Your task -> Return the lines below exactly, from the first line to the line that contains "phrase -- ceiling light fixture". Leave out pictures.

Referring expression data ->
□ □ □ □ □ □ □
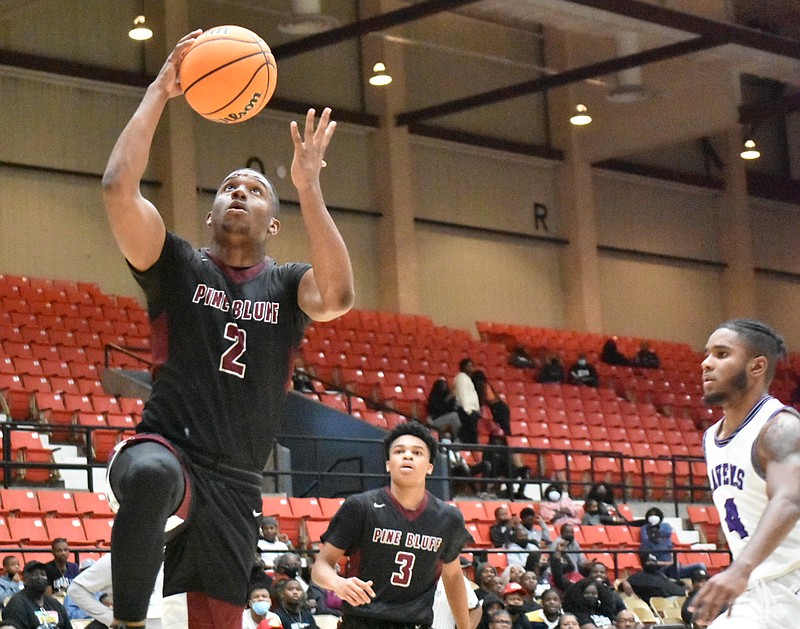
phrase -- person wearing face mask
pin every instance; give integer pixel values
(32, 608)
(557, 507)
(583, 372)
(514, 599)
(289, 565)
(651, 581)
(566, 544)
(592, 604)
(656, 538)
(259, 603)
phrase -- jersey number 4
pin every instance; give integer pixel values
(405, 561)
(229, 361)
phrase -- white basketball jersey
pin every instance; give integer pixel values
(739, 489)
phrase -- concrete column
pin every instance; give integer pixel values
(736, 237)
(575, 190)
(392, 177)
(173, 156)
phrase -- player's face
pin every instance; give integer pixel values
(409, 460)
(244, 207)
(725, 368)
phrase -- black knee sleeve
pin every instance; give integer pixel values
(148, 481)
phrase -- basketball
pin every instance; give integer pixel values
(228, 74)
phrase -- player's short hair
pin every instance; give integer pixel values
(761, 339)
(415, 429)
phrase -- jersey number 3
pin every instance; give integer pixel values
(405, 561)
(229, 361)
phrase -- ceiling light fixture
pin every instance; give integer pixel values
(379, 76)
(581, 116)
(750, 151)
(140, 32)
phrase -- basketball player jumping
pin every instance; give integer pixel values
(753, 457)
(226, 320)
(400, 539)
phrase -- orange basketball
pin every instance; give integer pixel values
(228, 74)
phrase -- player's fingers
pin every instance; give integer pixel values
(309, 130)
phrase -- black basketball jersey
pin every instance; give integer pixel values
(401, 551)
(224, 342)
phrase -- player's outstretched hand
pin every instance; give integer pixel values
(309, 148)
(718, 593)
(168, 77)
(355, 591)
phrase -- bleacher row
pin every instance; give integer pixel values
(53, 339)
(304, 520)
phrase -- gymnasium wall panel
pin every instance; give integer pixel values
(465, 276)
(660, 299)
(650, 216)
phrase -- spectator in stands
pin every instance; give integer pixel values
(603, 493)
(626, 619)
(520, 358)
(292, 607)
(568, 621)
(484, 577)
(522, 548)
(501, 414)
(646, 357)
(582, 372)
(651, 581)
(557, 507)
(92, 591)
(552, 371)
(563, 571)
(257, 611)
(468, 404)
(492, 605)
(547, 617)
(591, 602)
(611, 355)
(514, 599)
(502, 531)
(74, 611)
(459, 467)
(565, 543)
(593, 515)
(11, 581)
(32, 608)
(60, 572)
(656, 538)
(507, 464)
(290, 566)
(538, 532)
(699, 578)
(272, 542)
(442, 414)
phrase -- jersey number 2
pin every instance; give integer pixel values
(229, 361)
(405, 561)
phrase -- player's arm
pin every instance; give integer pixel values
(453, 580)
(136, 224)
(778, 451)
(323, 573)
(327, 290)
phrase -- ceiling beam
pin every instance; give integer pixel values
(608, 66)
(724, 32)
(366, 26)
□ □ □ □ □ □ □
Your response ->
phrase -- person wearing face mask
pin every instance; give integer pixel values
(32, 608)
(557, 507)
(583, 372)
(514, 599)
(289, 565)
(651, 581)
(566, 544)
(592, 604)
(656, 538)
(259, 603)
phrase -- jersey number 4
pin every instance; give integer pixel values
(405, 561)
(229, 361)
phrase -- white basketball jersey
pin every instance; give integer pixel values
(739, 489)
phrase -- concrete column
pin every instance; give integer pixel values
(736, 237)
(575, 190)
(392, 177)
(173, 156)
phrase -- player's face
pin every instance; give integer pixel values
(409, 460)
(244, 207)
(725, 368)
phrase -- black knee sleeve
pin every instance; give integer pixel values
(148, 481)
phrase -- basketball
pin every instance; give integer pixel values
(228, 74)
phrase -- player's short hair
pin every instance; give integer pixel values
(761, 339)
(415, 429)
phrase -- jersey number 3
pin every instance; give integer pixel values
(405, 561)
(229, 361)
phrase -- ceiling light fixture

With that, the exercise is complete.